### [Your goal]
Reproduce the entries exactly, but keep the pictures out of the copy.

### [Excerpted data]
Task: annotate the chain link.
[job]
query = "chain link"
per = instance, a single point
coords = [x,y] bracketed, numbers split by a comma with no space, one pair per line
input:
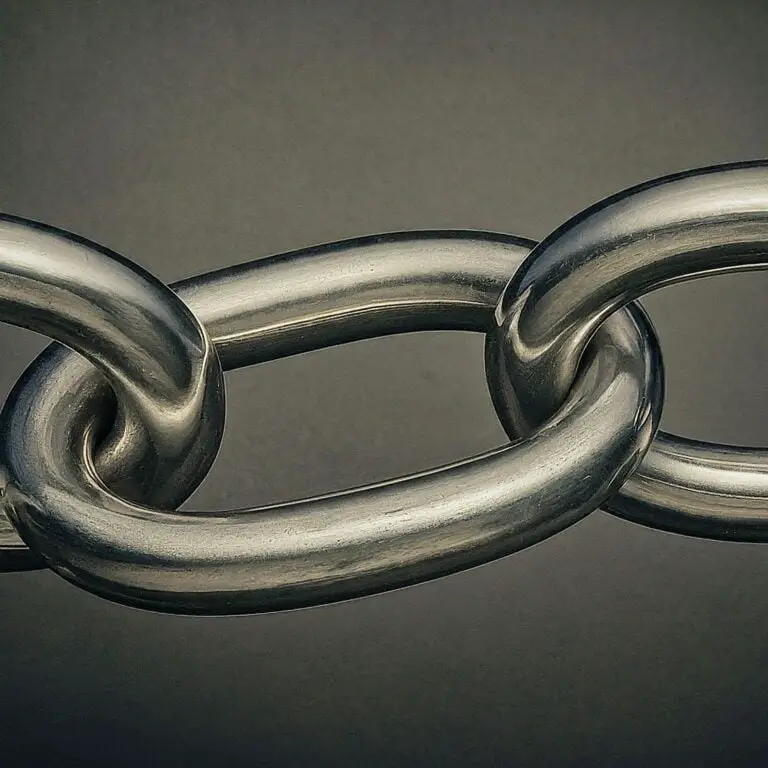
[98,451]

### [Result of the exercise]
Task: annotate the chain link.
[job]
query = "chain link"
per = instance, a single point
coords = [x,y] bracketed, numbers split by a comma with no space, one pair per line
input:
[98,451]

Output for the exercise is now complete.